**** Выбранный отрывок ****

Вот еще новинка – эта еще не успела устареть: продукт секты «Rоsе Сrоiх»[41]. Да, Варшава ближе к Парижу. Хотя подписано, что это взято из какой-то сказки, но это детище прихода Пеладана[42]. Как в большинстве починов, здесь искусство детское, но что-то притягивает к этому фосфорически-бледному профилю, светящемуся своим светом. Очаровывает эта непонятная загадка в царственном венце на глубоком фоне ночи – и наивно и трогательно… Тут есть поэзия, а это и есть бессмертная душа искусства.

Дописываю письмо в Кракове.

23 октября 1893 г., Краков

Письмо второе

Сегодня утром, дописывая письмо вам, я все думал о Матейко. Еще в Петербурге я решил заехать в Краков посмотреть этого несокрушимого энтузиаста-поляка и, буде возможно, написать с него портрет. Двадцать лет назад, на венской выставке, картины его произвели на меня глубоко потрясающее впечатление. Трагическая «Проповедь Скарги», величавая «Люблинская уния» и сейчас точно стоят у меня перед глазами. Не забыть ни этих коленопреклоненных фигур, облаченных в черное на алом фоне, ни простертых рук кардинала в красных перчатках. Хартия, ветхие книги, величавые магнаты, прелаты – все это живописно перепутывалось в своей особой атмосфере, волновало и увлекало зрителя. А вдохновенный Скарга!..[43]

Прежде всего к нему, к Матейко… «Что-то увижу я теперь?» – думал я, поспешая в одиннадцать часов на улицу.

Как живописен Краков! Сколько тут превосходной готики перед моими глазами! Целый базар славянских типов в барашковых шапках, в кобеняках[44] с видлогами [капюшонами]; женщины повязаны, как хохлушки. Красные обшлага на синих мундирах, ясные гудзики[45], белые кафтаны с широкими поясами, расшитые, расквиткованные, переносят меня во времена казаков гетманщины…

Но что это там вверху, над куполом какого-то грандиозного здания? Что за страшное, черное, колоссальное знамя из флера? Как оно величаво волнуется на сером, безотрадном небе!.. Жутко даже. Я отвернулся к великолепному старому готическому собору и подошел к нему. У дверей его еще издали мне бросилась в глаза огромная траурная афиша с черным крестом… Я глазам не верил – ясно можно было прочитать: «Jan Matejko». Он умер вчера, в три часа пополудни. Все после этого мне показалось в трауре, начиная с погоды. Заморосил дождик, надвинулась туча, и, когда проглядывало временами солнце, оно только блестело в лужах и скользило по контурам черных фигур пешеходов, оно только оттеняло всеобщий траур города. Вот еще колышется черное знамя – подъезд Академии наук. А там, через улицу, опять повис черный креп, еще и еще.

**** Материал ****

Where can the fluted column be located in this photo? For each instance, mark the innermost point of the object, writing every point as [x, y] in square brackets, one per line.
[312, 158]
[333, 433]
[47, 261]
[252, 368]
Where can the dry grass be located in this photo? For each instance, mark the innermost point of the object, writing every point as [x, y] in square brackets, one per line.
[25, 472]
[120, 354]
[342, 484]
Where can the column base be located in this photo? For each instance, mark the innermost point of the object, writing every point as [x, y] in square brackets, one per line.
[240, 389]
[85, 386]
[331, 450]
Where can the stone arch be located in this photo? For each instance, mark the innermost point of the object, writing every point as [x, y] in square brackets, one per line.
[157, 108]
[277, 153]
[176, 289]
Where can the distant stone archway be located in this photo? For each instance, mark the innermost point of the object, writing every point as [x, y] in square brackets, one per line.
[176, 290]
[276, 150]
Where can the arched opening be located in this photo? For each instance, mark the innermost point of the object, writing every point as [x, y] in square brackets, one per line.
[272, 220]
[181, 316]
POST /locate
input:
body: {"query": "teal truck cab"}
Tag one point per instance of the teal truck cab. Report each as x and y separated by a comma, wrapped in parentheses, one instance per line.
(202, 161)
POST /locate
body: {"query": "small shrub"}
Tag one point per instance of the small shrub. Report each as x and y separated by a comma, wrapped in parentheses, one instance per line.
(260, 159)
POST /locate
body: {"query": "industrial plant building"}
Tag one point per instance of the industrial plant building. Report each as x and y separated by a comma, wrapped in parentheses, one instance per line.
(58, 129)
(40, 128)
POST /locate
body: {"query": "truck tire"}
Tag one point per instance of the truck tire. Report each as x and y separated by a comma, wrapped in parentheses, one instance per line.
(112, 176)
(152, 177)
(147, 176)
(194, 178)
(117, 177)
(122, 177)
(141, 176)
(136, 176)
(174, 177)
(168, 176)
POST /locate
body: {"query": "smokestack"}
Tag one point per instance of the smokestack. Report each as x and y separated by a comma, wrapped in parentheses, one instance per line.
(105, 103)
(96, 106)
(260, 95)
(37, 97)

****

| Задания |
A) Перепишите записи, начиная со строки, в которой есть «Where can the arched», и до конца записей включительно, сохранив запросы, но увеличив на 89 каждую координату точек в ответах.
B) Продолжите письмо о приезде в Краков и смерти Матейко, начав сразу после его последнего предложения.

| Ответы по заданиям |
A)
Where can the arched opening be located in this photo? For each instance, mark the innermost point of the object, writing every point as [x, y] in square brackets, one per line.
[361, 309]
[270, 405]
POST /locate
input:
body: {"query": "teal truck cab"}
Tag one point per instance of the teal truck cab. Report each as x and y separated by a comma, wrapped in parentheses, one instance per line.
(291, 250)
POST /locate
body: {"query": "small shrub"}
Tag one point per instance of the small shrub. Report each as x and y separated by a comma, wrapped in parentheses, one instance per line.
(349, 248)
POST /locate
body: {"query": "industrial plant building"}
Tag one point per instance of the industrial plant building. Report each as x and y separated by a comma, wrapped in parentheses, one instance per line.
(147, 218)
(129, 217)
POST /locate
body: {"query": "truck tire"}
Tag one point per instance of the truck tire. Report each as x and y separated by a comma, wrapped in parentheses, one instance per line.
(201, 265)
(241, 266)
(236, 265)
(283, 267)
(206, 266)
(211, 266)
(230, 265)
(225, 265)
(263, 266)
(257, 265)
POST /locate
body: {"query": "smokestack"}
Tag one point per instance of the smokestack. Report each as x and y separated by a comma, wrapped in parentheses, one instance per line.
(194, 192)
(185, 195)
(349, 184)
(126, 186)

B)
Я стал расспрашивать о квартире великого польского художника. На Флорианской улице указали на огромный черный флер у подъезда. Здесь мне сказали, что бальзамируют тело и никого не пускают. У дверей стояла куча народа, подходили и уходили люди артистического вида. Я направился в музей.

На лучших местах, в самой середине продольных залов народного музея, в великолепных золотых иконостасах с гербами и грифонами воздвигнуты четыре его колоссальные картины. Перед двумя лежали огромные свежие лавровые венки с большими широчайшими лентами и с надписями, обернутые черным флером, и перед рамами на полу и на рамах они давали мрачные, но живописные пятна…

Я не расположен был смотреть его картины. Вот профиль самого художника, барельеф из мрамора, вделан в особого рода поставец, тоже под флером; дальше – его же фигура, в полнатуры, из бронзы… Видно, поляки не относятся к нему равнодушно. Сердца, зажженные его страстью к родине, горят перед ним факелами… Завтра в девять часов утра похороны.

Я верю, что этот факельцуг[46] будет искренний, глубокий, как его картины, как его рисунок.

Однако дело похорон принимает более значительный характер. К вечеру я узнал, что сейм автономной Австрийской Польши выразил желание хоронить своего художника за счет нации. Похороны откладываются до вторника.

Да, Матейко имел великую национальную душу и умел горячо и кстати выражать любовь к своему народу своим творчеством. В годину забитости, угнетения порабощенной своей нации он развернул перед ней великолепную картину былого ее могущества и славы.

Холд прусский, курфюрст прусского короля, на коленях перед польским королем принимает от него санкцию[47]. Блестяще иллюминована краковская площадь, и катафалк украшен красным сукном. Рыцари и дамы, конные и пешие фигуры движутся эффектными пятнами. Народ всех состояний и возрастов толпится и переплетается на том торжестве. Родители указывают детям главных лиц и объясняют значение великого события. В картине столько золота и блеска, колорит ее так горяч, настроение так страстно, что невольно отдаешься ему и увлекаешься этой героической сценой – она поражает, ослепляет…

Повернувшись наконец назад, увидел картину Семирадского «Светочи Нерона»[48] и едва узнал ее: она мне показалась черной и безжизненной. Я едва верил глазам – ужели это та самая, так ослеплявшая весь Петербург картина? Нет, она почернела вследствие сырости или другого химического процесса в красках. Или так велика сила искреннего, глубокого вдохновения перед искусственно возбужденными праздными силами таланта? Да и слабый рисунок Семирадского разве может идти в сравнение с могучим стилем Матейко!

Правда, Матейко уж чересчур добросовестен, даже в ущерб себе.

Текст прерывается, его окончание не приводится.